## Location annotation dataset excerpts
"""
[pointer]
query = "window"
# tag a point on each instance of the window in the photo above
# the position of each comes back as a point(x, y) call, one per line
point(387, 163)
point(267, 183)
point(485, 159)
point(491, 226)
"""
## Exercise details
Rename "window" to "pane" wherever it occurs in the items above, and reproduce every line with no other change.

## Output
[pointer]
query = "pane"
# tag a point on each instance of the pane in the photo above
# the position of each comes back as a point(x, y) call, one per line
point(387, 163)
point(267, 183)
point(485, 159)
point(491, 226)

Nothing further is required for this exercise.